ASSIGNMENT → Return the following from the records below: each line, word for word, starting with the line that contains "Target: orange jacket" and going on through the line that contains "Target: boat mast", with nothing outside that range.

RECORD SET →
....

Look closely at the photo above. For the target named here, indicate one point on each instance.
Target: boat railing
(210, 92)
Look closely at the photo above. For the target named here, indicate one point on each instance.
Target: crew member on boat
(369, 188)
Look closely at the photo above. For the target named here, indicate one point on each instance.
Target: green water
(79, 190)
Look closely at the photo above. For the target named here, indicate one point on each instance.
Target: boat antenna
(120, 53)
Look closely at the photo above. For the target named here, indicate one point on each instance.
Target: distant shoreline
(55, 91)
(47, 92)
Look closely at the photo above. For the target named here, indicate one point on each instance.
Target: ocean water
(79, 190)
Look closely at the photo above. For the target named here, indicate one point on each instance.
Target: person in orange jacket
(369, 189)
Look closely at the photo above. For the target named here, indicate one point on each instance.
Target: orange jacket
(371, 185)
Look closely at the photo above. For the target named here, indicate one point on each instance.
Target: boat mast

....

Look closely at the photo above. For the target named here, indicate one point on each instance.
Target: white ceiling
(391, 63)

....

ANSWER BOX →
Target: orange jacket
(371, 185)
Look closely at the photo above. For the target named here, indicate one point on each instance.
Target: boat mast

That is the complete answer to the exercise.